Задания:
a) Где, согласно отрывку воспоминаний о Петре Леонидовиче, жил парикмахер, его старый друг?
b) Перепишите дословно часть отрывка воспоминаний о Петре Леонидовиче: начните с места со словами «Дом оказывался на» и остановитесь после слов «расскажите о парикмахере!».
c) Допишите следующую часть воспоминаний о Петре Леонидовиче, начиная сразу после последней фразы отрывка.

Текст отрывка:
Дом оказывался на острове. В это время Терехов всегда был на реке в лодке. Подрабатывал перевозом. По реке в эту пору плыло много добра: бревна, доски, старые лодки, снесенное с лугов сено. С багром и лодкой Терехов не давал добру уплыть далеко. Конечно, в это время и Андрей со своей лодкой тоже был на реке. И однажды упустил лодку, но бросился в одежде в ледяную воду, догнал ее… Терехов взял дрожащего мальчика к себе в дом, раздел, положил в постель, пока сушил одежду, напоил горячим чаем с малиной. Вот через этот случай и познакомились друг с другом Петр Леонидович и Иван Алексеевич, почти одногодки…
– А парикмахер! – вдруг вспоминает жена Андрея. – Анна Алексеевна, расскажите о парикмахере!
– Да, Игорь, и еще один был старый многолетний друг у Петра Леонидовича. Он жил в селе Успенское, там за рекой. Был местным парикмахером. В течение многих лет Петр Леонидович стригся только у него. Раз в месяц, не реже, это было как ритуал. Стрижка затягивалась надолго. Понятно, почему после этого все удивлялись, откуда Петр Леонидович так всегда хорошо знает, как идут дела на конезаводе в Успенском и какие в этот год лошади особенно хороши, как прошел очередной их аукцион и как вообще дела.
– Какие только люди не жили, не приходили к нам! Много лет постоянной гостьей у нас была тетя Дарья. Крестьянка из довольно далекой от нас деревни. Сначала это были деловые визиты. Она приносила нам сметану, творог. Удивительно она их умела делать. А потом у нее очень тяжело заболел сын. Думали, что умрет. Но Петр Леонидович забрал его в Москву, поднял всех лучших своих знакомых врачей, положил его в хорошую клинику, и тот выздоровел. С тех пор тетя Дарья считала нас родными. А потом в нашем доме много лет жила монашка Катя. Помогала по хозяйству, все удивлялась: «Ведь вот неверующие, а хорошие люди».

Исходные данные:
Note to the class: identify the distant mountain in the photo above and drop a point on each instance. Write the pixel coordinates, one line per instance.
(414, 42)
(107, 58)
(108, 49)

Ответы:
a) В селе Успенское, за рекой.

b)
Дом оказывался на острове. В это время Терехов всегда был на реке в лодке. Подрабатывал перевозом. По реке в эту пору плыло много добра: бревна, доски, старые лодки, снесенное с лугов сено. С багром и лодкой Терехов не давал добру уплыть далеко. Конечно, в это время и Андрей со своей лодкой тоже был на реке. И однажды упустил лодку, но бросился в одежде в ледяную воду, догнал ее… Терехов взял дрожащего мальчика к себе в дом, раздел, положил в постель, пока сушил одежду, напоил горячим чаем с малиной. Вот через этот случай и познакомились друг с другом Петр Леонидович и Иван Алексеевич, почти одногодки…
– А парикмахер! – вдруг вспоминает жена Андрея. – Анна Алексеевна, расскажите о парикмахере!

c)
Дон Кихот и аналогия с татарником
Отвечая на мой вопрос о книгах, увиденных в кабинете, Анна Алексеевна рассказала:
– Все эти книжки положил там и читал сам Петр Леонидович. Спасибо, Игорь, что вы зашли в кабинет и увидели все это. «Жиль Блаза» он, возможно, читал просто так, для отдыха, Пушкина – свериться мыслью о чем-нибудь. Зато «Дон Кихот» была его настольная и любимая книга. Ведь он считал, что его жизнь очень похожа на жизнь этого героя, он много лет собирал изображения Дон Кихота. Эта коллекция хранится у него в лаборатории… – Анна Алексеевна улыбнулась, чуть грустно. – А вы знаете, Петр Леонидович особенно любил одну из повестей Льва Николаевича Толстого, а несколько строчек на первых страницах ее, считал, могли бы быть эпиграфом к его жизни. Это первые страницы «Хаджи-Мурата».
– Неужели фразы о татарнике? – решился спросить я.
– Да, Игорь, – последовал ответ. – И поэтому у Петра Леонидовича в кабинете нашего московского дома висит картина художника Козлова, на которой изображен куст татарника. Это одна из любимых картин Петра Леонидовича.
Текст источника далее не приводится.